[Start of Attachment]
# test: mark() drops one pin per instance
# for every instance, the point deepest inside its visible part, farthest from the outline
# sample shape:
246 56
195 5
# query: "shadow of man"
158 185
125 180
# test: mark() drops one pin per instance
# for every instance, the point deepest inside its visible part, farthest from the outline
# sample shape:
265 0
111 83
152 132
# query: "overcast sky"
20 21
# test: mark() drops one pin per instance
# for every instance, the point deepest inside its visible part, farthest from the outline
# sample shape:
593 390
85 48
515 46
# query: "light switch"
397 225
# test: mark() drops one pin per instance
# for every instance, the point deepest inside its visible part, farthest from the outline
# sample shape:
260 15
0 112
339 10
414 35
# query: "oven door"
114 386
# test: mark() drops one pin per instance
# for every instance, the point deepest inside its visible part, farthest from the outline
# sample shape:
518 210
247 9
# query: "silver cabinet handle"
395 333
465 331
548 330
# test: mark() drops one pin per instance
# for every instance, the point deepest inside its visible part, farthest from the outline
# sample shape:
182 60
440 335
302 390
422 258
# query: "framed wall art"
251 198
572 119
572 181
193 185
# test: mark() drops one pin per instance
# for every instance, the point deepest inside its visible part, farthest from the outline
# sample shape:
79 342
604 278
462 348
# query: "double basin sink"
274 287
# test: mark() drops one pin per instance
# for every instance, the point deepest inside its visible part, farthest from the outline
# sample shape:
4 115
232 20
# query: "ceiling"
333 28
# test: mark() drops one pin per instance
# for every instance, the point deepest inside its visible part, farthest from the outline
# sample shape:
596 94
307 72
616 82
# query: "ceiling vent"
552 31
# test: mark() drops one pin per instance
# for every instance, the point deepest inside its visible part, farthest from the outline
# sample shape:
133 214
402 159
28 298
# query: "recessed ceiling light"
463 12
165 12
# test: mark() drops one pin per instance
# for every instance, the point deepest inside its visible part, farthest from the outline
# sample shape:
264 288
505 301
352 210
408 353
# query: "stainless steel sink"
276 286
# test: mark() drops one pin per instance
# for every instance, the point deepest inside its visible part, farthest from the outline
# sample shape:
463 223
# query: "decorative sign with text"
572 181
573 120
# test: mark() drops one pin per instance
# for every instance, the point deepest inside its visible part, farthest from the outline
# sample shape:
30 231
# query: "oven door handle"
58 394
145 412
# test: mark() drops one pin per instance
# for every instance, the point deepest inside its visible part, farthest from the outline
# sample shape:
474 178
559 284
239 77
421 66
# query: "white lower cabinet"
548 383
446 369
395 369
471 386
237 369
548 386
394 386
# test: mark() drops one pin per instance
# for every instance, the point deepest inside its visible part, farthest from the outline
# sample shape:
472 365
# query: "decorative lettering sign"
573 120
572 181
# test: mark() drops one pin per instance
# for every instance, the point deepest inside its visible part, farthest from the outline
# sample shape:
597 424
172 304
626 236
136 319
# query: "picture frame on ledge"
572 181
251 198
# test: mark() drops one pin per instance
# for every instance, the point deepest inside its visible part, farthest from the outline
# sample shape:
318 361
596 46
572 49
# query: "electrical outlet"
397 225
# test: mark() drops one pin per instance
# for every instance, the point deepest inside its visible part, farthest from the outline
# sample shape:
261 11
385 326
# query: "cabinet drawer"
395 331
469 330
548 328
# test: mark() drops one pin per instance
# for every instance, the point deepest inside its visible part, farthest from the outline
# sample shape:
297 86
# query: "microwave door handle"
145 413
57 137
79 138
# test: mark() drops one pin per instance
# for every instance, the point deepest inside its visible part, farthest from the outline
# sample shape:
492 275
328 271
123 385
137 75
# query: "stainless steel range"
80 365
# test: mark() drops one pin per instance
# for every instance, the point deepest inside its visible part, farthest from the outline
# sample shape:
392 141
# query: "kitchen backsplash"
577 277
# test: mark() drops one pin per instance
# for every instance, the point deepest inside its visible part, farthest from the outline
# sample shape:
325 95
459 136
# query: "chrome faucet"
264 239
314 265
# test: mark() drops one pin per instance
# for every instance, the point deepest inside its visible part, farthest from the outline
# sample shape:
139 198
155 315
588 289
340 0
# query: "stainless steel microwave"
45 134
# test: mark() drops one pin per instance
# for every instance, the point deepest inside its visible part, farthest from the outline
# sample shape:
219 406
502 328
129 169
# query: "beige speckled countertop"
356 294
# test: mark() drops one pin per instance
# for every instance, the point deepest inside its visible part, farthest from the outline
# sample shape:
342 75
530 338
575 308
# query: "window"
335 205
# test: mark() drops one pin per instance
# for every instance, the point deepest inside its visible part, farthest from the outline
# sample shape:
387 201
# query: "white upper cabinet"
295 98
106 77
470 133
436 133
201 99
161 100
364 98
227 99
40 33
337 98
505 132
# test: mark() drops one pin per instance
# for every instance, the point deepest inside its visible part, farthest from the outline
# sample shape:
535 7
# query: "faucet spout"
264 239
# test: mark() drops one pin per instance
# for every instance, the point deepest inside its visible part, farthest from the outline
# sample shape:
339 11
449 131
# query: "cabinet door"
[End of Attachment]
### Prompt
Output the full listing exactly as it stands.

### The answer
# test: mark() drops one pin per instance
# for every instance, the point deepest inside its visible part, farthest from the outline
# sample shape:
246 56
195 5
# query: "shadow of man"
158 185
125 180
# test: mark() drops one pin per instance
# for every instance, the point deepest inside its visible part, farthest from the outline
# sample shape:
265 0
111 83
152 132
# query: "overcast sky"
20 21
# test: mark() drops one pin per instance
# for every instance, the point deepest inside its visible part, farthest from the outline
# sample shape:
593 390
85 48
515 46
# query: "light switch"
397 225
# test: mark() drops one pin per instance
# for every instance, the point deepest inside its visible part, farthest from the outline
# sample shape:
260 15
0 112
339 10
414 35
# query: "oven door"
114 386
# test: mark() drops one pin per instance
# for every instance, the point deepest inside its visible part, farthest from the outline
# sample shape:
518 210
247 9
# query: "silver cabinet handle"
395 333
465 331
548 330
# test: mark() drops one pin per instance
# for every instance, the point deepest inside its visible part, farthest from the outline
# sample shape:
182 60
440 335
302 390
422 258
# query: "framed wall art"
251 198
572 119
572 181
193 185
# test: mark() drops one pin per instance
# for every instance, the point deepest inside its visible part, farthest from the outline
# sample shape:
79 342
604 278
462 348
# query: "double basin sink"
274 287
# test: mark() drops one pin per instance
# for every instance, the point deepest inside its visible part, farthest from the outline
# sample shape:
4 115
232 20
# query: "ceiling"
333 28
# test: mark() drops one pin per instance
# for every instance, the point deepest inside its visible part, farthest from the outline
# sample shape:
596 94
307 72
616 82
# query: "ceiling vent"
552 31
# test: mark() drops one pin per instance
# for every instance, the point deepest inside its visible part, farthest from the outline
# sample shape:
133 214
402 159
28 298
# query: "recessed ceiling light"
463 12
165 12
# test: mark() drops one pin per instance
# for every instance, the point deepest inside its visible part, farthest from the outline
# sample shape:
264 288
505 301
352 210
408 353
# query: "stainless steel sink"
276 286
# test: mark() drops one pin per instance
# for every instance, the point deepest inside its visible part, farthest from the outline
# sample shape:
463 223
# query: "decorative sign with text"
572 181
573 120
# test: mark() drops one pin per instance
# for every instance, the point deepest inside its visible part, farthest from the outline
# sample shape:
30 231
# query: "oven door handle"
58 394
145 412
# test: mark() drops one pin per instance
# for every instance, the point deepest inside its visible part, farthest from the outline
# sample shape:
474 178
559 284
239 77
421 66
# query: "white lower cabinet"
548 383
446 369
395 369
471 386
237 369
548 386
394 386
# test: mark() drops one pin per instance
# for every instance, the point deepest inside its visible part, farthest from the outline
# sample shape:
472 365
# query: "decorative lettering sign"
573 120
572 181
# test: mark() drops one pin per instance
# for every instance, the point deepest inside its visible part, farthest from the outline
# sample shape:
597 424
172 304
626 236
136 319
# query: "picture frame on ledge"
572 181
251 198
# test: mark() drops one pin per instance
# for every instance, the point deepest inside its visible part, farthest from the outline
# sample shape:
318 361
596 46
572 49
# query: "electrical outlet"
397 225
# test: mark() drops one pin per instance
# for every instance, the point deepest inside its visible part, farthest from the outline
# sample shape:
261 11
385 326
# query: "cabinet drawer"
395 331
469 330
548 328
# test: mark() drops one pin per instance
# for every instance, the point deepest inside its visible part, farthest from the outline
# sample shape:
297 86
# query: "microwave door handle"
145 413
57 137
79 138
# test: mark() drops one pin per instance
# for every instance, the point deepest inside its visible part, farthest from the outline
# sample shape:
492 275
328 271
123 385
137 75
# query: "stainless steel range"
80 365
# test: mark() drops one pin per instance
# for every instance, the point deepest inside its visible part, farthest from the outline
# sample shape:
392 141
# query: "kitchen backsplash"
577 277
# test: mark() drops one pin per instance
# for every instance, the point deepest inside its visible part, farthest from the outline
# sample shape:
325 95
459 136
# query: "chrome faucet"
264 239
314 265
# test: mark() drops one pin per instance
# for every instance, the point deepest inside its visible part, farthest from the outline
# sample shape:
139 198
155 315
588 289
340 0
# query: "stainless steel microwave"
45 134
# test: mark() drops one pin per instance
# for every instance, the point deepest inside its visible part, farthest from the outline
# sample shape:
219 406
502 328
129 169
# query: "beige speckled countertop"
356 294
# test: mark() drops one pin per instance
# for every instance, the point deepest inside its visible part, farthest from the outline
# sample shape:
342 75
530 338
575 308
# query: "window"
335 205
# test: mark() drops one pin per instance
# for every instance, the point deepest inside its visible part, farthest from the outline
# sample shape:
387 201
# query: "white upper cabinet"
295 98
106 77
470 133
436 133
201 99
161 100
364 98
227 99
40 33
337 98
505 132
# test: mark() drops one pin per instance
# for every instance, the point deepest inside its visible part, farthest from the outline
# sample shape:
535 7
# query: "faucet spout"
264 239
# test: mark() drops one pin per instance
# for every instance, the point deepest inside its visible part, farthest from the outline
# sample shape:
339 11
449 131
# query: "cabinet door"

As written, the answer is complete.